— start Extracted material —
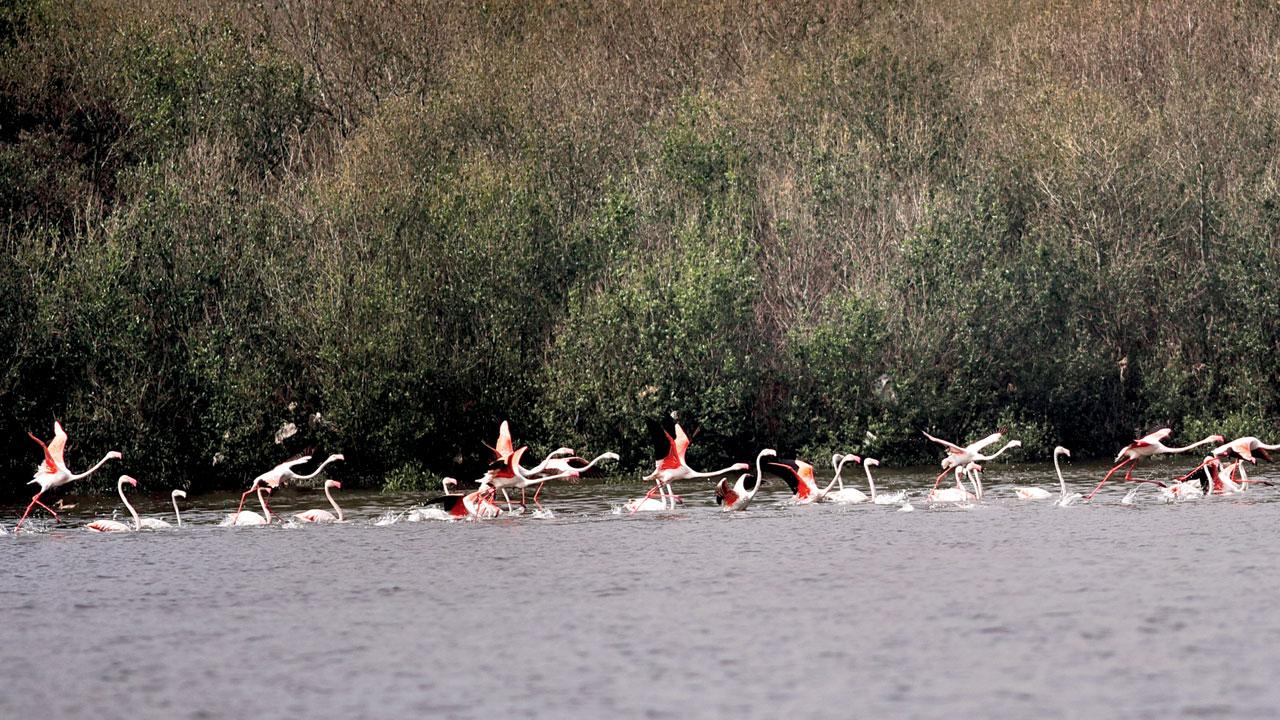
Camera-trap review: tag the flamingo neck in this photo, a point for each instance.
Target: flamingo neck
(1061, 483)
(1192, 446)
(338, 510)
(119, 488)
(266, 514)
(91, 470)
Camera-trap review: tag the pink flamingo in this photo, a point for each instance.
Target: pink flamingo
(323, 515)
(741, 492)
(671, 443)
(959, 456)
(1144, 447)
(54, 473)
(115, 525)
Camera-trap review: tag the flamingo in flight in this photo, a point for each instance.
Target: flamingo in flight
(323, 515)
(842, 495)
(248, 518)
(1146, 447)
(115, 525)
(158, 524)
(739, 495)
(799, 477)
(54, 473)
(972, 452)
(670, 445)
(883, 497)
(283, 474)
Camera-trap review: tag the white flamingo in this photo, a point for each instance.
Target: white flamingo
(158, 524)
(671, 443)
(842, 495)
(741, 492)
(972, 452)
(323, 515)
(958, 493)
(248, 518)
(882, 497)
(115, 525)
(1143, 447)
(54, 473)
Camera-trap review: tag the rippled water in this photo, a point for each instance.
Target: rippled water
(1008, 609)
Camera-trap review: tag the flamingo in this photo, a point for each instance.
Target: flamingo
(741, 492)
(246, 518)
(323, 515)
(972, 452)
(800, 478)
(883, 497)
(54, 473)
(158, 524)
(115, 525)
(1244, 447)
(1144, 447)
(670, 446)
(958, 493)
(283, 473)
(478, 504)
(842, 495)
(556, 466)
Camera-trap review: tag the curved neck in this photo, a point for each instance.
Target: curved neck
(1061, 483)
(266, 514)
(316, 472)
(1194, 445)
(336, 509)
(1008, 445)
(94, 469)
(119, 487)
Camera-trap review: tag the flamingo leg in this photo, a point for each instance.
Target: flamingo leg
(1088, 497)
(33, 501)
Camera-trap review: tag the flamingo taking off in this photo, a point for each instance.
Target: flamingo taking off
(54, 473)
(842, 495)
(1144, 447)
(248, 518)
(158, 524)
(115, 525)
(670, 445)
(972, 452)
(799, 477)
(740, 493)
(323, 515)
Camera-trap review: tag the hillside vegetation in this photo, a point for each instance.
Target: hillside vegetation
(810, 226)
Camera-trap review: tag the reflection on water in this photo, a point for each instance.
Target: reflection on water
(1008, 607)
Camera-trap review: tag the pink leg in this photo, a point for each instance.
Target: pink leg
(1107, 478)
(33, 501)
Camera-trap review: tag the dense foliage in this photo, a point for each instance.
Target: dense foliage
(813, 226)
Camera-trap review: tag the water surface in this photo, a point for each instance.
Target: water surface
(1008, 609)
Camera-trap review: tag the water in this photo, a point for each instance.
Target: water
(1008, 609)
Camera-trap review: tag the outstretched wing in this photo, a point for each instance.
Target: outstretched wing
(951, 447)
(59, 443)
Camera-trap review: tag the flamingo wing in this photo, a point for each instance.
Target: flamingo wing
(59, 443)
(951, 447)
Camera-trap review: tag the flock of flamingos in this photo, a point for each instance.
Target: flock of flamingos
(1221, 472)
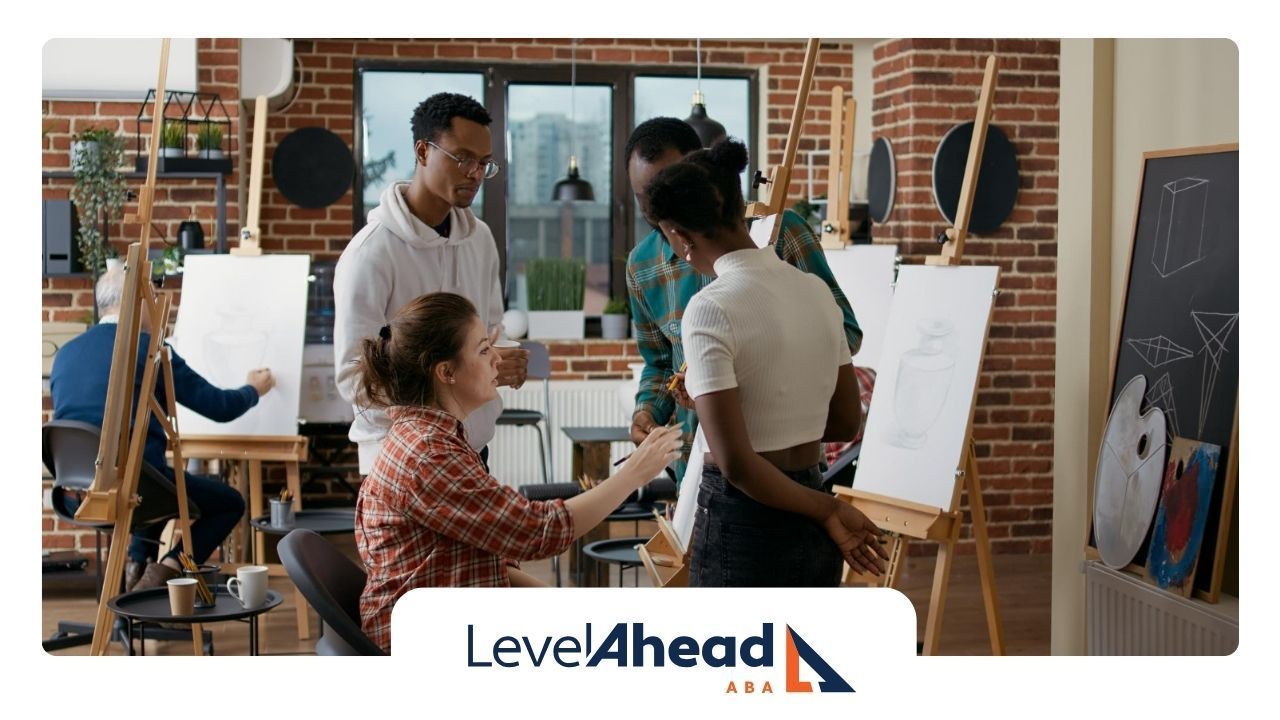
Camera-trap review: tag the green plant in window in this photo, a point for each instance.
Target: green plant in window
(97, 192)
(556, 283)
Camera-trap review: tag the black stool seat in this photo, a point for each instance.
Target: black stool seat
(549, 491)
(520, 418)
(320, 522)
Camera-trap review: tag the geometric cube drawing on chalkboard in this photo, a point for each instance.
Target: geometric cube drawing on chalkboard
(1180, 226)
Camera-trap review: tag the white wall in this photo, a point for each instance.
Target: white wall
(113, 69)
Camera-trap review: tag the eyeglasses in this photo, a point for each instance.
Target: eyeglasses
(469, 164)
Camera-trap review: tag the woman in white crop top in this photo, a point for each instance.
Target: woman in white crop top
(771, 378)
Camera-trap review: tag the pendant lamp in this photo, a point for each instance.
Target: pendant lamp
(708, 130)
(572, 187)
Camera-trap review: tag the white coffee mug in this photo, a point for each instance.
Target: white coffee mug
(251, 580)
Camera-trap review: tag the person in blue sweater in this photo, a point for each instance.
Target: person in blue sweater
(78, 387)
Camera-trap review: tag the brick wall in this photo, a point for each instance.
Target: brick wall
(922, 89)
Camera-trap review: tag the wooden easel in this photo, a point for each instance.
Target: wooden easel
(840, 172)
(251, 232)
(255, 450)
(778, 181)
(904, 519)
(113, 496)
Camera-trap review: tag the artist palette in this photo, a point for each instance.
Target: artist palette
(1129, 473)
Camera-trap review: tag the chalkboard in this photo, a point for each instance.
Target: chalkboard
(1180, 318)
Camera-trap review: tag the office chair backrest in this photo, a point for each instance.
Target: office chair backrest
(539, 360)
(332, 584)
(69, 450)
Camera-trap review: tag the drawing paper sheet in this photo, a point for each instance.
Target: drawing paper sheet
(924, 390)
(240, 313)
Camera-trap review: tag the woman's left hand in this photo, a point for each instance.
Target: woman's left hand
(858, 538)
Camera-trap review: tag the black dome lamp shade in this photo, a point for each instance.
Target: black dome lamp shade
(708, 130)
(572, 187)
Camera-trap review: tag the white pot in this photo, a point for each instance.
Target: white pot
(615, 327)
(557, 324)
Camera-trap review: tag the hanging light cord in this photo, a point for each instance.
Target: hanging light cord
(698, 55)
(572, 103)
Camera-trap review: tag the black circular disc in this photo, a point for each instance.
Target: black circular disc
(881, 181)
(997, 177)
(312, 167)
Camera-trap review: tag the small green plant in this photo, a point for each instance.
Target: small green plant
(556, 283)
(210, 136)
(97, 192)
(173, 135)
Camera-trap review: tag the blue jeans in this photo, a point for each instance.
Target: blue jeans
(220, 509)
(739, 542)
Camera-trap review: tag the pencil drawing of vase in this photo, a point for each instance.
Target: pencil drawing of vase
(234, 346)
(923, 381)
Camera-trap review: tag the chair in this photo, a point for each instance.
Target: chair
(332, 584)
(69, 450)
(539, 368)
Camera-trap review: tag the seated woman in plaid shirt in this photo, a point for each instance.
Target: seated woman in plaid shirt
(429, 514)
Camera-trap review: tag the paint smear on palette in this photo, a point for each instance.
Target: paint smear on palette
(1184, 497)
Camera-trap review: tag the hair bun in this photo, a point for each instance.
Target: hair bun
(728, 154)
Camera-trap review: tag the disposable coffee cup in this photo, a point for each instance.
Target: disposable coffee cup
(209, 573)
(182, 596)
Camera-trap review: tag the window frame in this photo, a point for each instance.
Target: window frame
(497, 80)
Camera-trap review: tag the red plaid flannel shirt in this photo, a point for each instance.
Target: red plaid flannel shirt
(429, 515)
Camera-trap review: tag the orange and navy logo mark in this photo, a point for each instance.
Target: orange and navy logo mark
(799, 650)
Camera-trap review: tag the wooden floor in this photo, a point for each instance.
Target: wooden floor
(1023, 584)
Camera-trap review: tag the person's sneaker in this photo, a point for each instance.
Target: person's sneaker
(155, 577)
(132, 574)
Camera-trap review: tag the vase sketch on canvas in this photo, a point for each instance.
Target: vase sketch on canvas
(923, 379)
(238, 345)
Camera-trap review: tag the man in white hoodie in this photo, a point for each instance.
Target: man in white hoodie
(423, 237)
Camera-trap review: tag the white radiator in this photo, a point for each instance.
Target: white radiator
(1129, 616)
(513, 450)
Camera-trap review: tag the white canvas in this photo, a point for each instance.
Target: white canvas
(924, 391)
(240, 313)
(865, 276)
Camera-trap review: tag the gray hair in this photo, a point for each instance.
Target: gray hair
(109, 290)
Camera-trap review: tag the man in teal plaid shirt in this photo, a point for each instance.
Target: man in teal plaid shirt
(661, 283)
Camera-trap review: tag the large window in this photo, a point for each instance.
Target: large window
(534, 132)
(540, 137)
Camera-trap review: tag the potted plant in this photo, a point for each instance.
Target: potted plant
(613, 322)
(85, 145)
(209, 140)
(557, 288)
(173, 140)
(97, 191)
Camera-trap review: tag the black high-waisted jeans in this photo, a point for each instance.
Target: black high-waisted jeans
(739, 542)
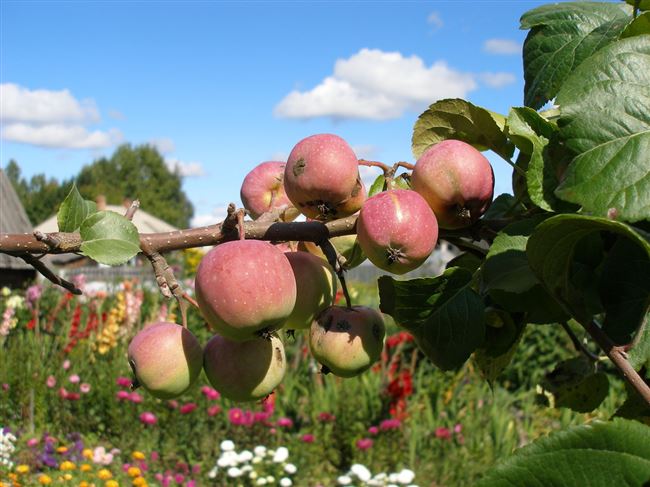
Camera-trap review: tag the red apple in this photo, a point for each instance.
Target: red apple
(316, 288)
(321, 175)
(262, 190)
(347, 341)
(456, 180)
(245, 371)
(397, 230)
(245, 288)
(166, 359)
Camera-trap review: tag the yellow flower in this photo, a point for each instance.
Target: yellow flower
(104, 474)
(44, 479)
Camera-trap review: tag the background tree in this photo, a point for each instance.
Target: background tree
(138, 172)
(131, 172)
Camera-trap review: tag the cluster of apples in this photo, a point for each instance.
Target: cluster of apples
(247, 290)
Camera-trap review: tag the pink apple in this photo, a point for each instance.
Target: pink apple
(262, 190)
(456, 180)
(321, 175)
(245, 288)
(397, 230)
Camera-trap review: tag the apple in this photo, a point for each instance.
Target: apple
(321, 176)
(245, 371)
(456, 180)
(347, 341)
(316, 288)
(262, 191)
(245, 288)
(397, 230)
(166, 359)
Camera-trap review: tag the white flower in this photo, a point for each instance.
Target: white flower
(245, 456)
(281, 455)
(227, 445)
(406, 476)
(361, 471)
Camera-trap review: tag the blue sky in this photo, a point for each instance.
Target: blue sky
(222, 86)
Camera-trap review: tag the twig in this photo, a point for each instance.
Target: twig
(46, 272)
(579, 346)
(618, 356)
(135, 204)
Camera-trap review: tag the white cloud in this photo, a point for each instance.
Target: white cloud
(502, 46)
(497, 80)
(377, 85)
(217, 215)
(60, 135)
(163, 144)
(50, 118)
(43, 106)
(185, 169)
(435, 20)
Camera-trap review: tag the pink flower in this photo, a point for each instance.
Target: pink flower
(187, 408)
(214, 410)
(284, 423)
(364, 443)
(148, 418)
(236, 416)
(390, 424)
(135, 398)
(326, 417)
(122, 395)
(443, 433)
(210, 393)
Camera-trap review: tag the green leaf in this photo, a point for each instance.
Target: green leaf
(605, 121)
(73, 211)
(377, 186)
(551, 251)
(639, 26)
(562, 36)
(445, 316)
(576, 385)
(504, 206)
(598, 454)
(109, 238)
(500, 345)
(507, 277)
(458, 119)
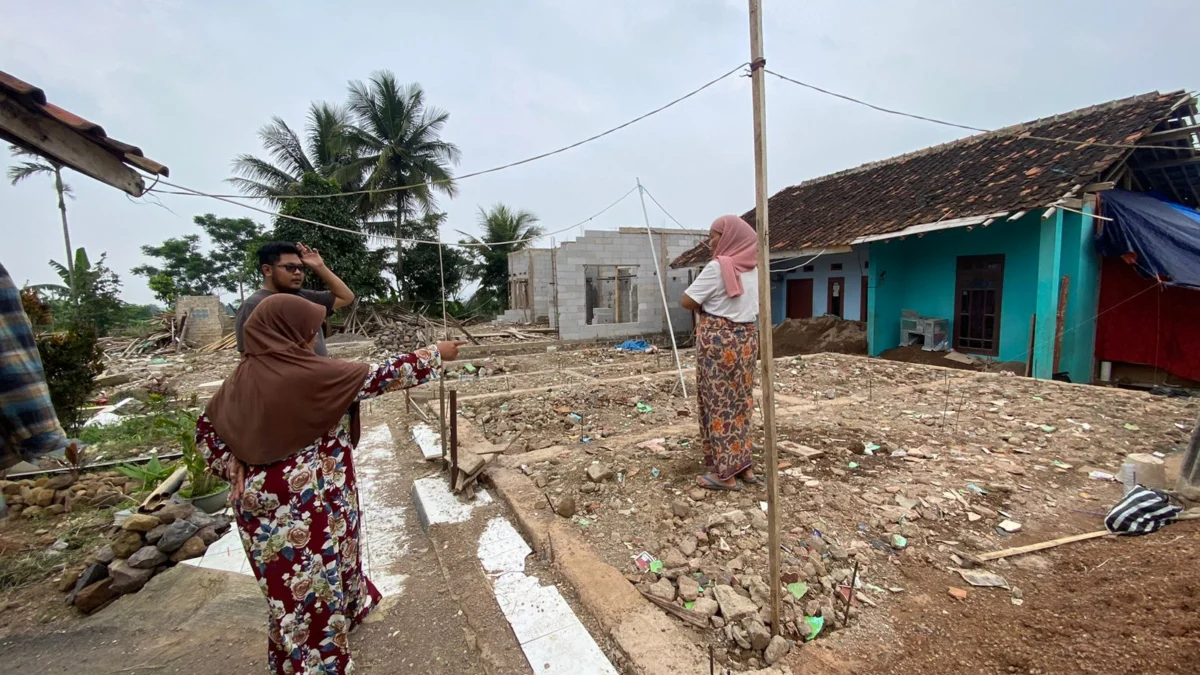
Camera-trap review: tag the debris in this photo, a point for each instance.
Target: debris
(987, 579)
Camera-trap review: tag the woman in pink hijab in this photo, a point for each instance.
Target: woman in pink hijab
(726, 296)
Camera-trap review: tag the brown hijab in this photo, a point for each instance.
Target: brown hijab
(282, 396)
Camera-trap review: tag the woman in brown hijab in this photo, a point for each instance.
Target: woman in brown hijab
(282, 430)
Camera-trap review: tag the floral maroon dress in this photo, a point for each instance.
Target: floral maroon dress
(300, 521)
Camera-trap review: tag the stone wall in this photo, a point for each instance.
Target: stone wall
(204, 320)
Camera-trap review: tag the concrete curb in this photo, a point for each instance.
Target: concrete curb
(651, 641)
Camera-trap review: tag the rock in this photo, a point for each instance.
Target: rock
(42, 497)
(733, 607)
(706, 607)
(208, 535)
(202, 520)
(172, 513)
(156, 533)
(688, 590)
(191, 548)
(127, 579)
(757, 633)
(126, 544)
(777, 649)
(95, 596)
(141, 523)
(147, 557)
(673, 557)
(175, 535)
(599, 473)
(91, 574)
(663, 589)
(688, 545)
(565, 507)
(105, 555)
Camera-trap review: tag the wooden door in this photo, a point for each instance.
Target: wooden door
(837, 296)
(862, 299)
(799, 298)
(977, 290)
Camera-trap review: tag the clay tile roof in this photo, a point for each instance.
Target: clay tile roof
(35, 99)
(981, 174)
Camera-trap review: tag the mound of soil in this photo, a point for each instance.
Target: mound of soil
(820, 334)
— end Extracted material —
What needs to be done: With both ends included, please retype exactly the lines from the line containing "Camera-trap review: tag the rock" to the final line of the data.

Finished exercise:
Camera-trap review: tag the rock in this photo, a point for each instance.
Target: rock
(42, 497)
(733, 607)
(706, 607)
(208, 535)
(202, 520)
(172, 513)
(156, 533)
(688, 590)
(191, 548)
(127, 579)
(757, 633)
(126, 544)
(777, 649)
(95, 596)
(141, 523)
(147, 557)
(673, 557)
(175, 535)
(599, 473)
(91, 574)
(663, 589)
(688, 545)
(565, 507)
(105, 555)
Camera-trap review: tag the wooden door in this photo, a point for each instance.
Target: wooden door
(837, 296)
(862, 299)
(799, 298)
(977, 290)
Camera-trap review: tag the clay tile roof in this photo, a point for each instance.
Target: clay tile roof
(35, 99)
(981, 174)
Camera-trap review: tag the mound of soil in this photo, a point for each instance.
Target: mound of soil
(820, 334)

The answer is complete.